◆ SELECTION
______________________________
# Part of Speech Tokenizer, Politics Data

Notebook following the sentence tokenizer work.

This notebook builds on the data cleaning and preparing tasks.  It assumes a sentence tokenizer, and walks through the process of removing words using Parts of Speech tagging.

# Contents

1. [Functions](#Functions)
    1. [cleanFile](#Clean-File-Function)
    2. [sentTokenizer](#Sentence-Tokenizer-Function)
    3. [Example Applying `cleanFile` and `sentTokenizer`](#Example-Applying-cleanFile-and-sentTokenizer)
        1. [Example file, `124146.txt`](#Example-file,-124146.txt)
        2. [Apply `cleanFile` function](#Apply-cleanFile-function)
        3. [Apply `sentTokenizer`](#Apply-sentTokenizer)
1. [Part of Speech Tagging](#Part-of-Speech-Tagging)
    1. [Create pos tagged sentences](#Create-pos-tagged-sentences)
    2. [Remove specific tags](#Remove-the-following-tags)
    3. [Lemmatize Words, Remove Punctuationa and Stopwords](#Lemmatize-Words,-Remove-Punctuationa-and-Stopwords)  

## Functions

### Clean File Function

In [1]:
def cleanFile(fname: str) -> str:
    # tname = input('Enter the text file name: ')
______________________________
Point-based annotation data
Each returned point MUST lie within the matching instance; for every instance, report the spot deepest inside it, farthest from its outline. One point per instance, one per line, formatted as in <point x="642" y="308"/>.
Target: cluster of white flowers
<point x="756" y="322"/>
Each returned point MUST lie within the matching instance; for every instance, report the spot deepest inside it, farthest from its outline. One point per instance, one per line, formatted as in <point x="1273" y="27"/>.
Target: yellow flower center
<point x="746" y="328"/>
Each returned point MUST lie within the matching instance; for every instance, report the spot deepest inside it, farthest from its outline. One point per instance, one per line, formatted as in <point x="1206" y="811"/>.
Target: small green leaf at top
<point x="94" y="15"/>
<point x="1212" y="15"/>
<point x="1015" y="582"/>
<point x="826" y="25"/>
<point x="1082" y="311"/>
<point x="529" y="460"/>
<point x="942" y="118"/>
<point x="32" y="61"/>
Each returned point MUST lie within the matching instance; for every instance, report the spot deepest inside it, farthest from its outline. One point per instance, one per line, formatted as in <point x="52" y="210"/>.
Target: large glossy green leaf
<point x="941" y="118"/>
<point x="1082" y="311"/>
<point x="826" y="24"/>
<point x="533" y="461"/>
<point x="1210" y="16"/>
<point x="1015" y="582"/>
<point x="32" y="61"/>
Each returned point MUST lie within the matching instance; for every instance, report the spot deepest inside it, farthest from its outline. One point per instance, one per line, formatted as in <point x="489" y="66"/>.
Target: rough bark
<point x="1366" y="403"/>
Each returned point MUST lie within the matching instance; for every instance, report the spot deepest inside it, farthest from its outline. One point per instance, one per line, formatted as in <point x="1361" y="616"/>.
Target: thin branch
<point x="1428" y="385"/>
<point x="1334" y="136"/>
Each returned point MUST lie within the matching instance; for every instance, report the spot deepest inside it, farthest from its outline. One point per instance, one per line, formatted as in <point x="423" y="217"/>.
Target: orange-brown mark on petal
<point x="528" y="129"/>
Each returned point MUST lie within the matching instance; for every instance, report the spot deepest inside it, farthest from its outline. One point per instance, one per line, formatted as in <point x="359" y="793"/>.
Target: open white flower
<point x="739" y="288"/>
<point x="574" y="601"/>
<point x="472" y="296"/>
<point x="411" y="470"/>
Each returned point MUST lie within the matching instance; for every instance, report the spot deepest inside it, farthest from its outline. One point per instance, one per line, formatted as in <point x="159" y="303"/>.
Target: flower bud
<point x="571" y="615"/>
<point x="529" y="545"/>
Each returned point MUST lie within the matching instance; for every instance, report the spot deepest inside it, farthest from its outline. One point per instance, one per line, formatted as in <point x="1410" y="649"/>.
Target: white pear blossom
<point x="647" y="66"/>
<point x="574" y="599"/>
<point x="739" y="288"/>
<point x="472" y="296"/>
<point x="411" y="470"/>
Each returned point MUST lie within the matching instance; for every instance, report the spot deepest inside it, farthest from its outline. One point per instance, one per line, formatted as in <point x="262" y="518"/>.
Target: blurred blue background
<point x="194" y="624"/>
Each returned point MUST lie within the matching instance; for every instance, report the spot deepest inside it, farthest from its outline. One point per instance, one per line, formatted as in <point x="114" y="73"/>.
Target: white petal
______________________________
◆ EXERCISE INSTRUCTIONS
**1)** Echo the notebook's wording between "1. [Functions](#Functions)" and "of Speech Tagging](#Part-of-Speech-Tagging)", inclusive.
**2)** Render this sentence from the notebook in Spanish: "This notebook builds on the data cleaning and preparing tasks."

◆ SOLUTIONS FOR EACH TASK
**1)**
1. [Functions](#Functions)
    1. [cleanFile](#Clean-File-Function)
    2. [sentTokenizer](#Sentence-Tokenizer-Function)
    3. [Example Applying `cleanFile` and `sentTokenizer`](#Example-Applying-cleanFile-and-sentTokenizer)
        1. [Example file, `124146.txt`](#Example-file,-124146.txt)
        2. [Apply `cleanFile` function](#Apply-cleanFile-function)
        3. [Apply `sentTokenizer`](#Apply-sentTokenizer)
1. [Part of Speech Tagging](#Part-of-Speech-Tagging)

**2)** Este cuaderno se basa en las tareas de limpieza y preparación de datos.